TO DO: Reproduce the listing below verbatim, keeping every line unchanged.

INPUT:

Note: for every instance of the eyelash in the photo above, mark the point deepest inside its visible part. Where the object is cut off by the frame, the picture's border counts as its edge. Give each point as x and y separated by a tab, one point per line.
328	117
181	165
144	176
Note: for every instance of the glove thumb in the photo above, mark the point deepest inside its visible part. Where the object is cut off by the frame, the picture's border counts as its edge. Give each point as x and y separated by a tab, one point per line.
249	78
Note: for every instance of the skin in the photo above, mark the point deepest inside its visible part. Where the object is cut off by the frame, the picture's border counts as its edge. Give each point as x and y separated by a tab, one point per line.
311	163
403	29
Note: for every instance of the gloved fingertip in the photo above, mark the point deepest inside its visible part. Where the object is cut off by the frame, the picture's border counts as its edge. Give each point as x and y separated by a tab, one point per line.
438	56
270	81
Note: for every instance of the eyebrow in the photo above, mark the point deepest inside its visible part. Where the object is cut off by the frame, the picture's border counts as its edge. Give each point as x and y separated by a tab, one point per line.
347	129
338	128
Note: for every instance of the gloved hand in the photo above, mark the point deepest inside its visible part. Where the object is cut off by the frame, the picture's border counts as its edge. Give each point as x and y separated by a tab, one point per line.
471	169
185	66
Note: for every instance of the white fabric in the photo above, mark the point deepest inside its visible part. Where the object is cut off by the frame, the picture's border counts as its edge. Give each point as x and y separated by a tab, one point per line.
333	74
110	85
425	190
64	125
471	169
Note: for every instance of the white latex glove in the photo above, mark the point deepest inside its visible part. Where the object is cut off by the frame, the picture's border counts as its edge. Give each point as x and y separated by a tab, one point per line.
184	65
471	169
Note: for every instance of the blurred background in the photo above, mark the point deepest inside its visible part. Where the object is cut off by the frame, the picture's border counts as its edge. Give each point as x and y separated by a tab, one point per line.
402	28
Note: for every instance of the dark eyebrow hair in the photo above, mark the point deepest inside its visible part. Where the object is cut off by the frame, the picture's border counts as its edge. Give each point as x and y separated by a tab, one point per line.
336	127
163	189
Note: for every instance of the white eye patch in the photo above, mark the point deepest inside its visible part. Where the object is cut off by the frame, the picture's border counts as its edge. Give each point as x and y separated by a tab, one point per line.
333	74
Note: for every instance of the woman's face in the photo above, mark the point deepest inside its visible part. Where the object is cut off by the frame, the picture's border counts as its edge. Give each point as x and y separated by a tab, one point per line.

OUTPUT:
Note: for every instance of the eyelash in the photo above, mark the point deepest inside its visible part. Where the object is cut off by the frame, the picture's border counts as its edge. Give each point as x and y separated by a tab, one point per line.
328	117
181	165
144	176
Note: for every instance of the glove thumb in the photo above, mark the point deepest inside its visible part. Where the object is cut off by the frame, the picture's border counts as its edge. Give each point as x and y separated by a tab, one point per line.
249	78
Note: for every instance of the skin in the photo above, mark the point deepest inside its visible part. Where the object is cut off by the frame, the picture's border counts as its edge. Give each point as x and y separated by a tab, one point per line.
311	163
403	29
Note: for every instance of the gloved fingertip in the photo above, mark the point deepest inside its visible part. Where the object is cut off by the frame, the picture's border counts as its edge. Give each point as x and y separated by a tab, one point per line.
438	56
270	81
Note: for every instance of the eyebrow in the photo above, mark the point deepest inside its visible part. Where the object is cut off by the frame, the picture's border counts as its edge. Give each point as x and y separated by a tab, one point per line.
347	129
338	128
Note: for every instance of the gloved hand in the photo above, mark the point deepest inside its visible part. Where the object is cut off by the frame, the picture's border counts as its edge. Give each point as x and y separated by a tab, one point per line.
471	169
185	66
Note: for every instance of the white fabric in the photo above, mark the point deepest inside its visible part. Where the object is cut off by the frame, the picture's border counts as its edge. Give each point as x and y separated by a tab, one point per line.
333	74
110	85
425	190
64	125
471	169
Note: for every instance of the white latex glove in the photo above, mark the point deepest inside its visible part. Where the object is cut off by the frame, the picture's border counts as its edge. Give each point as x and y separated by a tab, one point per line.
184	65
471	169
Note: for every instance of the blurred background in the photo above, mark the point deepest inside its visible part. Where the object is cut off by the frame, the picture's border counts as its edge. Give each point as x and y separated by a tab, one point per line.
402	28
Note: for every instance of the dark eyebrow hair in the photo above, mark the point deepest inside its visible part. Where the object is cut off by the frame, the picture's border counts as its edge. Give each point as x and y separated by a tab, one point per line.
336	127
163	189
Note: for every instance of the white eye patch in the photo above, mark the point deepest inside its visible part. Where the object is cut off by the frame, the picture's border counts as its edge. Give each point as x and y separated by a tab, one point per line.
333	74
Note: for every instance of the woman's face in the photo above, mark the point deepest inside its visible part. Where the object is cut off by the frame, the picture's border counts as its edge. Give each point as x and y separated by a tab, one point per line.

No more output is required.